**Aim of the task:**
Locate every line in the data below that contains the string "jacket" and copy each of those lines. Treat uppercase and lowercase letters as different.

Part of a data file

----

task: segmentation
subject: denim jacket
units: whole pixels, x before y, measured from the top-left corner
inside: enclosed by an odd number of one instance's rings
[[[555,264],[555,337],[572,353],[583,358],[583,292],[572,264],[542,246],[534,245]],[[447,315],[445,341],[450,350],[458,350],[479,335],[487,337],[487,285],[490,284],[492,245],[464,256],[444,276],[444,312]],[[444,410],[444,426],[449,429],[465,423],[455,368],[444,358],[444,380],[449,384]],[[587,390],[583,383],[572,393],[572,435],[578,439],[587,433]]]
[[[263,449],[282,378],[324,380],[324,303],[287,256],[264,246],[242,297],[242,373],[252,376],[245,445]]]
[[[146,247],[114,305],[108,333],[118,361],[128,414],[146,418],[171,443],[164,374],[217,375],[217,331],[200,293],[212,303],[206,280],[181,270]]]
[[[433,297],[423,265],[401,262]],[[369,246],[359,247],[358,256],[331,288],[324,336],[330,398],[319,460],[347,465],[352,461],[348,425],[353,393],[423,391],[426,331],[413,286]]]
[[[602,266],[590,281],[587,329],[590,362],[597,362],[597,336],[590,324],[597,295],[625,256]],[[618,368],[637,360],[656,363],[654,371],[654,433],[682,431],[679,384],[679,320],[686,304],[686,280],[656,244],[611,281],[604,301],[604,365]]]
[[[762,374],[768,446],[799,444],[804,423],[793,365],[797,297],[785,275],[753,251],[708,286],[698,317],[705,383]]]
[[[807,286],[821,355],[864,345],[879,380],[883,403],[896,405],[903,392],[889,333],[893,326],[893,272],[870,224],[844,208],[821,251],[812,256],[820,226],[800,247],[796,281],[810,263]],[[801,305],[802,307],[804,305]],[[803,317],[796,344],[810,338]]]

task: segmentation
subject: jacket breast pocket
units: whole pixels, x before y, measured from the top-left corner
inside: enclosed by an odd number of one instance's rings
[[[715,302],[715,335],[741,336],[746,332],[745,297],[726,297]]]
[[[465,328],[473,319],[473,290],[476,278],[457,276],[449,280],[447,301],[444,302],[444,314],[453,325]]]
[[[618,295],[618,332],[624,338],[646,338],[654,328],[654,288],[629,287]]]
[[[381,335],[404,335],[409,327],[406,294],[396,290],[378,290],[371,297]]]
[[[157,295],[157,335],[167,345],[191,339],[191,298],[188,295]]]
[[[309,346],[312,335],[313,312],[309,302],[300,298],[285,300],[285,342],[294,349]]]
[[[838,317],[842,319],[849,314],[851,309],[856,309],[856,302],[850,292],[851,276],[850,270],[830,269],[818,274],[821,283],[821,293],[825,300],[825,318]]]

----

**Result of the exercise:**
subject: denim jacket
subject: jacket breast pocket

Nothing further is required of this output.